• **Problem requirements**
Give again, word for word, every line in the entries below from the line with "such as [551,484]." up to and including the line with "such as [255,371].", and no other line.
Data for processing below:
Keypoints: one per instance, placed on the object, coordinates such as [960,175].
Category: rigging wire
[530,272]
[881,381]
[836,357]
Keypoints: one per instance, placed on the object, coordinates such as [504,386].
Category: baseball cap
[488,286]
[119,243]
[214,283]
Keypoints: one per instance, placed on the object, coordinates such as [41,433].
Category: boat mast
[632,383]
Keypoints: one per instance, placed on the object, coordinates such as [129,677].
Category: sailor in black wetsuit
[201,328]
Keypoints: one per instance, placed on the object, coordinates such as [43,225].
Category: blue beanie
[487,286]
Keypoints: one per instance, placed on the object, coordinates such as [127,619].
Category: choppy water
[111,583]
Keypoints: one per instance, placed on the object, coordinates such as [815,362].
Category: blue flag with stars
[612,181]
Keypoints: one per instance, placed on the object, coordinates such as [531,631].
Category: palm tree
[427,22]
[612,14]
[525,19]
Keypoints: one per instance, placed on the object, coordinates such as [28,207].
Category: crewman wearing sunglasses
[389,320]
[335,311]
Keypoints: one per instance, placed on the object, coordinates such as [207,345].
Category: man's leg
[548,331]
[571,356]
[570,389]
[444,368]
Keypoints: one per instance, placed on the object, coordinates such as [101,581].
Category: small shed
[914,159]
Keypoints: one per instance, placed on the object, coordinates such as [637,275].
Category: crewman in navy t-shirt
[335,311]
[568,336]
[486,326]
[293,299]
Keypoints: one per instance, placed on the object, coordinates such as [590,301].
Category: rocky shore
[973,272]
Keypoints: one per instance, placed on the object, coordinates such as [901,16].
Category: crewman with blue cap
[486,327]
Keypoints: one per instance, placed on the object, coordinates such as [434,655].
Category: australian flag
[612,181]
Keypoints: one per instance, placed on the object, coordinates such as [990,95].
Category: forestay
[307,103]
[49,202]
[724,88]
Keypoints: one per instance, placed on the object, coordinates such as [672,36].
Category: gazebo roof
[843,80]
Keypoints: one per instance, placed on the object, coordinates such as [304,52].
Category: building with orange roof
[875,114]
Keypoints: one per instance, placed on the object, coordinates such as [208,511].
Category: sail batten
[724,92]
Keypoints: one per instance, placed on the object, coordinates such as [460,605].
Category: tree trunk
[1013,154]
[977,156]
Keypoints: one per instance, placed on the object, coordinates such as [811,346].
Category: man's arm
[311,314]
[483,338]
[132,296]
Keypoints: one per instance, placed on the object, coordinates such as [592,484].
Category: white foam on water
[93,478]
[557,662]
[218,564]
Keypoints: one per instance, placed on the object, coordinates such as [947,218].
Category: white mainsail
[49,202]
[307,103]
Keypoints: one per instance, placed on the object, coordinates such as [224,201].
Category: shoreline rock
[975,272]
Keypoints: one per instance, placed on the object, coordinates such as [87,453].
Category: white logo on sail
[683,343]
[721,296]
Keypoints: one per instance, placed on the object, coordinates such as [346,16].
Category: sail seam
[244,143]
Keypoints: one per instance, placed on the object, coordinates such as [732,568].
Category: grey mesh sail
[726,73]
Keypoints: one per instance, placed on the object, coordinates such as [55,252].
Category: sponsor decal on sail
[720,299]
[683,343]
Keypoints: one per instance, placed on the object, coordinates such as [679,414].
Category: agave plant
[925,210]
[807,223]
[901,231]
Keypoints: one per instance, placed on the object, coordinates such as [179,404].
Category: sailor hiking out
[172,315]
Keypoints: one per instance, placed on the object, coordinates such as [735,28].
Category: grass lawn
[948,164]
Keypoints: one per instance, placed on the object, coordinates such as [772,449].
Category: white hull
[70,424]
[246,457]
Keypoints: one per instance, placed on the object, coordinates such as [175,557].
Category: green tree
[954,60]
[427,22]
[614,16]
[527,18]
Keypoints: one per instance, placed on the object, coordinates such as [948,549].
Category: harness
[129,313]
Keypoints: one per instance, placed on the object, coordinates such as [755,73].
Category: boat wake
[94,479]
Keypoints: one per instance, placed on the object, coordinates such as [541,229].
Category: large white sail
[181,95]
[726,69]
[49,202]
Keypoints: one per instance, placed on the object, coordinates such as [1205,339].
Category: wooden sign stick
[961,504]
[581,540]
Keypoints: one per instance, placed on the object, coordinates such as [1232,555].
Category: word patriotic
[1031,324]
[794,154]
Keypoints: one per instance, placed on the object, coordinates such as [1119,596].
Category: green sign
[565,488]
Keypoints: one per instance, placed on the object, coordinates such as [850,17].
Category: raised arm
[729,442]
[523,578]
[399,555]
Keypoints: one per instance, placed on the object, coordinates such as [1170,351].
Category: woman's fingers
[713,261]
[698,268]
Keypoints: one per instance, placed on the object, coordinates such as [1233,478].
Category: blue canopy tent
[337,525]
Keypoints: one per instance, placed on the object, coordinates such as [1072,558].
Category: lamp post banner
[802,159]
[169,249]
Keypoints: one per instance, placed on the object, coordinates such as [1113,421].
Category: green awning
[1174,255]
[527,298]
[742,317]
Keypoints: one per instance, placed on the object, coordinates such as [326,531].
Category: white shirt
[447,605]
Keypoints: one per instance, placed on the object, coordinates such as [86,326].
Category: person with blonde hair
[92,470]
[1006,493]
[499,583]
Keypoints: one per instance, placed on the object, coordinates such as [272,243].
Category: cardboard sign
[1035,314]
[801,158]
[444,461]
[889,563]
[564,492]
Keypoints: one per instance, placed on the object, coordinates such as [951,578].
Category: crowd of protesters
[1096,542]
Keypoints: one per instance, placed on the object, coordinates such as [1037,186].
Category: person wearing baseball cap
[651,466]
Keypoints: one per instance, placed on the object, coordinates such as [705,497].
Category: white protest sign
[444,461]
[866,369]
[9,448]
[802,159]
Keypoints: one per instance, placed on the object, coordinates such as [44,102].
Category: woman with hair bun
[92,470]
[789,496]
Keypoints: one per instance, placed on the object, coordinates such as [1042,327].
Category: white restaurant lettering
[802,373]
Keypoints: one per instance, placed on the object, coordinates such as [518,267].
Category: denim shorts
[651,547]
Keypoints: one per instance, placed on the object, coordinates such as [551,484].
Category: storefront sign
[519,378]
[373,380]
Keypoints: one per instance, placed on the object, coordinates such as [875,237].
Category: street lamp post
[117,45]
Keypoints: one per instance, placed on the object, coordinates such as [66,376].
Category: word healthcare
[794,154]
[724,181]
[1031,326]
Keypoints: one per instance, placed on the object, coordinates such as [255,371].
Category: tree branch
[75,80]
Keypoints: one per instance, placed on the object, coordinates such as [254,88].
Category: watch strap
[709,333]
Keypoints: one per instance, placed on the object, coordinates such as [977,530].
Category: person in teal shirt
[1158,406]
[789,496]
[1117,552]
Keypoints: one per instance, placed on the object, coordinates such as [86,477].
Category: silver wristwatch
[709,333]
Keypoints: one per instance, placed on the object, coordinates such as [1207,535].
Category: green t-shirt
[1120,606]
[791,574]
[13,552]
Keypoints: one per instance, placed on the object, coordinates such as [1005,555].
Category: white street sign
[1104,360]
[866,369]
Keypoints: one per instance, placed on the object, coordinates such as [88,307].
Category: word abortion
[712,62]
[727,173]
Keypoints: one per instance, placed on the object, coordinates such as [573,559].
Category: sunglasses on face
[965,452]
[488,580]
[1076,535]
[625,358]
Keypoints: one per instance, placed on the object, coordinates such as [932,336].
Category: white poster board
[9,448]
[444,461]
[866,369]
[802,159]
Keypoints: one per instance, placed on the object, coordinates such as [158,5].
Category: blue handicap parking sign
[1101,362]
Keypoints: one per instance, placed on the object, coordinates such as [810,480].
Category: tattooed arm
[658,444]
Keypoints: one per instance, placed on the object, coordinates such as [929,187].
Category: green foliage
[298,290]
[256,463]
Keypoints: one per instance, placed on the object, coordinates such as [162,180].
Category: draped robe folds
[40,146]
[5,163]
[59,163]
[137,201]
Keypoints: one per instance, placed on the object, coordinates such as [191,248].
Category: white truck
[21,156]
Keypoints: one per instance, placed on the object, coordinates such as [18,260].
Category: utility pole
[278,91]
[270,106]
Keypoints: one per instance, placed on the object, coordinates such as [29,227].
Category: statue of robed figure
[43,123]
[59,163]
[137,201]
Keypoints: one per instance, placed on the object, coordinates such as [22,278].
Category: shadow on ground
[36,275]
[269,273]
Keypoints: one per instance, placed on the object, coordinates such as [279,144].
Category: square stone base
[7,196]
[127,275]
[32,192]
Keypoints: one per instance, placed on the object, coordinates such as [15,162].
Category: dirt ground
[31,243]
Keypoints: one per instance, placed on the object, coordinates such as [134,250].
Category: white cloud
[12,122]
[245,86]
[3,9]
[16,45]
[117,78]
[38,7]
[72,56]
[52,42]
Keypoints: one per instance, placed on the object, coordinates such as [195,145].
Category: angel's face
End of Data for processing.
• **Written reply**
Keypoints: one per instance, placed on the object, coordinates such as [551,484].
Category: storefront sign
[519,378]
[373,380]
Keypoints: one per instance, placed on the object, coordinates such as [875,237].
Category: street lamp post
[117,45]
Keypoints: one per instance, placed on the object, coordinates such as [66,376].
Category: word healthcare
[794,154]
[724,181]
[1031,326]
Keypoints: one per instance, placed on the object, coordinates such as [255,371].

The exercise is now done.